▸ **SHORT EXERCISE**:
Rewrite the entries below, starting with the line that contains "the rear tire" and continuing through the end of the entries, replacing "asphalt pavement" with "road surface" and leaving everything else unchanged.

▸ **RAW DATA**:
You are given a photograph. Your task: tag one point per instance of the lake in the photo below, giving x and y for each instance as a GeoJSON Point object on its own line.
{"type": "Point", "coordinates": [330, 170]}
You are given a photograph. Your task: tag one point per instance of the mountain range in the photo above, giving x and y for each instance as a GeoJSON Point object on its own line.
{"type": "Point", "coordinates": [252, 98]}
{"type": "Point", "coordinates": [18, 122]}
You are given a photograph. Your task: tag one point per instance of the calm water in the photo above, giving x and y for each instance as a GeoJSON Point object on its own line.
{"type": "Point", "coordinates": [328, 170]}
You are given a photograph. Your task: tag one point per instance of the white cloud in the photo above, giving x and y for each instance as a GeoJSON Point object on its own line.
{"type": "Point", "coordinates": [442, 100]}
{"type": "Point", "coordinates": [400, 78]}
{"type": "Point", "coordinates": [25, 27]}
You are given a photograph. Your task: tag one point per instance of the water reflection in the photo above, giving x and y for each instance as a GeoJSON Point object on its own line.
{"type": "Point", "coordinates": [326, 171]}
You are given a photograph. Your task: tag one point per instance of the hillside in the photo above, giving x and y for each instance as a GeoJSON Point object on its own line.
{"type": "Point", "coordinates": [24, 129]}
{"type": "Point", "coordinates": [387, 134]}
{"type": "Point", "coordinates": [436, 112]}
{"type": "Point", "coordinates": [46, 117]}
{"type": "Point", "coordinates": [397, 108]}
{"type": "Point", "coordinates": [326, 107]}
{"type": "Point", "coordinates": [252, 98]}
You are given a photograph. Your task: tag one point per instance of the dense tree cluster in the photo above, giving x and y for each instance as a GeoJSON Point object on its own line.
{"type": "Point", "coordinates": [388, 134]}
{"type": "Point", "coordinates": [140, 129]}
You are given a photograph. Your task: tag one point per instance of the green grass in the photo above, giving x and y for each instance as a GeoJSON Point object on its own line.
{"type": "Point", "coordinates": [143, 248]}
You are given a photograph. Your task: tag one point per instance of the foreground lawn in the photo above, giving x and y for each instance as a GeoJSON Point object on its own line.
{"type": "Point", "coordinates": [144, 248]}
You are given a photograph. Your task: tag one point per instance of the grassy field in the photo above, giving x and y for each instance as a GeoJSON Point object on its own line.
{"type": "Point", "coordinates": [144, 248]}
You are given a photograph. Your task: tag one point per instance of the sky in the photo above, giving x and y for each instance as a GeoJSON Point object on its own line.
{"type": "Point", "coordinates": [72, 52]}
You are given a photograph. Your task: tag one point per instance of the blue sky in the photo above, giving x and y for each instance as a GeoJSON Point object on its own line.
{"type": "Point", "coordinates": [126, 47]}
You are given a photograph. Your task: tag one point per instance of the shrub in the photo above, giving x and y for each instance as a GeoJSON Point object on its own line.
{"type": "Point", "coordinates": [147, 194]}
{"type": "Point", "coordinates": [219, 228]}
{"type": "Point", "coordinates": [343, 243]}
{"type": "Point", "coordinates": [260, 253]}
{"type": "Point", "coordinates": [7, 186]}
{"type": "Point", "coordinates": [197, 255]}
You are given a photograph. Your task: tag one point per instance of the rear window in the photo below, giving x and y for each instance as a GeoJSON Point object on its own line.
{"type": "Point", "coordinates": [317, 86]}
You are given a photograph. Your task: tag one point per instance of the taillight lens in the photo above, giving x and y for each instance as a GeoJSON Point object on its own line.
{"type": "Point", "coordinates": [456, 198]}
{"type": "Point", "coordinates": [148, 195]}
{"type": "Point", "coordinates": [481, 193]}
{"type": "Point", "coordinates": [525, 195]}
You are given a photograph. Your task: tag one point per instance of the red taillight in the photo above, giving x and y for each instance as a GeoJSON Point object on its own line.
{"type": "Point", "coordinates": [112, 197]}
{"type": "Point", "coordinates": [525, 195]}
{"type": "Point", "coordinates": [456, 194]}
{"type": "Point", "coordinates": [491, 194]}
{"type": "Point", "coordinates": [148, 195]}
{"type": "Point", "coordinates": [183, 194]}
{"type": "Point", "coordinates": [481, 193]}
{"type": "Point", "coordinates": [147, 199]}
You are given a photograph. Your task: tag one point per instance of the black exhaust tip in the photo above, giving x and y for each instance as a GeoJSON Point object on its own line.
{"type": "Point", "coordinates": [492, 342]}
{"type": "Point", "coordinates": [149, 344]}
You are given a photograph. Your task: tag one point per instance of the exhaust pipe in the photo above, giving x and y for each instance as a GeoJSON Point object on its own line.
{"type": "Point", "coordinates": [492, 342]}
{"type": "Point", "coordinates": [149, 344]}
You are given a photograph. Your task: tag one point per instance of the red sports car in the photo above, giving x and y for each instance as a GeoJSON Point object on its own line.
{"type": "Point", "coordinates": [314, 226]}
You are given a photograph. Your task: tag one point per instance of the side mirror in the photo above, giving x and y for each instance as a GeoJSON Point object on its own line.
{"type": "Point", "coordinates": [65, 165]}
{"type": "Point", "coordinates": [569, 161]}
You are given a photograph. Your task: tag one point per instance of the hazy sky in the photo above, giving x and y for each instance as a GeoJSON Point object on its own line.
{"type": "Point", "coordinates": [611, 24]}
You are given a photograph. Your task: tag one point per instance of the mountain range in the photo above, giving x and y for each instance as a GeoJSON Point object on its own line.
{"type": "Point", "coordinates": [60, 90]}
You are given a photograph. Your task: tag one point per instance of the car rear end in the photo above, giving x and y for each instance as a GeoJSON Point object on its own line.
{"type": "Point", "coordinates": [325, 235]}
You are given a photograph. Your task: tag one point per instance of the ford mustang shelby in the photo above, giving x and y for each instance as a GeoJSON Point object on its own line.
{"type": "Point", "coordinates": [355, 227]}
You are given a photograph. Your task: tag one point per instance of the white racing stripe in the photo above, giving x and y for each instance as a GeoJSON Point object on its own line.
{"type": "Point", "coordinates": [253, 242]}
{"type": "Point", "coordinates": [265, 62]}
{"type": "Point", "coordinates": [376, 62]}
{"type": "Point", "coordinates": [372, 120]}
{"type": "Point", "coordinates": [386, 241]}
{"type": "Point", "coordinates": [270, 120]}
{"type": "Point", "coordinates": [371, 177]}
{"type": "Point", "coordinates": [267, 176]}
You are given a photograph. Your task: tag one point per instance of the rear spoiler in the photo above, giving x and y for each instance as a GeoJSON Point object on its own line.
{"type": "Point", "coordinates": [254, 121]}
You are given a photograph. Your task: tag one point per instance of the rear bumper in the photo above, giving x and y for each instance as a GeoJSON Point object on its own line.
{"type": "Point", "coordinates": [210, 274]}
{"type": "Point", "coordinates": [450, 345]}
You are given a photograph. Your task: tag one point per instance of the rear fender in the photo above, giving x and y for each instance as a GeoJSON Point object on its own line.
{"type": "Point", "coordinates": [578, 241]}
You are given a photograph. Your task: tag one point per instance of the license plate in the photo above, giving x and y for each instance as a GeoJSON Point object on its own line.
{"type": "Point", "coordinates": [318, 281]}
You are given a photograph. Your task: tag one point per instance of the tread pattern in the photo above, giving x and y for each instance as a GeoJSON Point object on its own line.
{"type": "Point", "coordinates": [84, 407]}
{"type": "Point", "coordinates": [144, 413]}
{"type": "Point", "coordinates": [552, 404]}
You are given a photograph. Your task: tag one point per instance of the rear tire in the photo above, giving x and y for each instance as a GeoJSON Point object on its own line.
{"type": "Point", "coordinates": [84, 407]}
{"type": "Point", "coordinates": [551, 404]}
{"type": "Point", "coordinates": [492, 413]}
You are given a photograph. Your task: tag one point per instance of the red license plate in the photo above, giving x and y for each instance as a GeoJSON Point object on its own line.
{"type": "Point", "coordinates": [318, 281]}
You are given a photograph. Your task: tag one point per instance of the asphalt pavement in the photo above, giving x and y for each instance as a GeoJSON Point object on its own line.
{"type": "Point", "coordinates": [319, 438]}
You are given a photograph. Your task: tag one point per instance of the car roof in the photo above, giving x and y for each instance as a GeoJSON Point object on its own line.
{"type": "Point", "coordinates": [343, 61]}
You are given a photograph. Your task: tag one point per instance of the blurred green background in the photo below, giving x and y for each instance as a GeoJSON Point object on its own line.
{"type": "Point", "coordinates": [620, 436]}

▸ **CORRECT ANSWER**:
You are given a photograph. Your task: tag one point per instance of the rear tire in the photo above, giving x and y for each instance as a GeoJSON Point object on its own line.
{"type": "Point", "coordinates": [84, 407]}
{"type": "Point", "coordinates": [551, 404]}
{"type": "Point", "coordinates": [492, 413]}
You are given a photograph. Your task: tag one point per instance of the red license plate in the photo above, giving x and y for each instance as a GeoJSON Point object on its own line.
{"type": "Point", "coordinates": [318, 281]}
You are given a photograph. Your task: tag one point per instance of the road surface in the photo above, giving x and y for each instance as a GeoJSON Point object on its own line.
{"type": "Point", "coordinates": [319, 438]}
You are given a photograph. Your task: tag one point per instance of the car roof in the photo above, giving x and y for each instance as a GeoJSON Point object on its own line.
{"type": "Point", "coordinates": [343, 61]}
You are given a photograph. Your task: tag one point per instance of the blurred green background in the photo below, giving x and y for each instance as a GeoJSON Point object on its own line.
{"type": "Point", "coordinates": [620, 436]}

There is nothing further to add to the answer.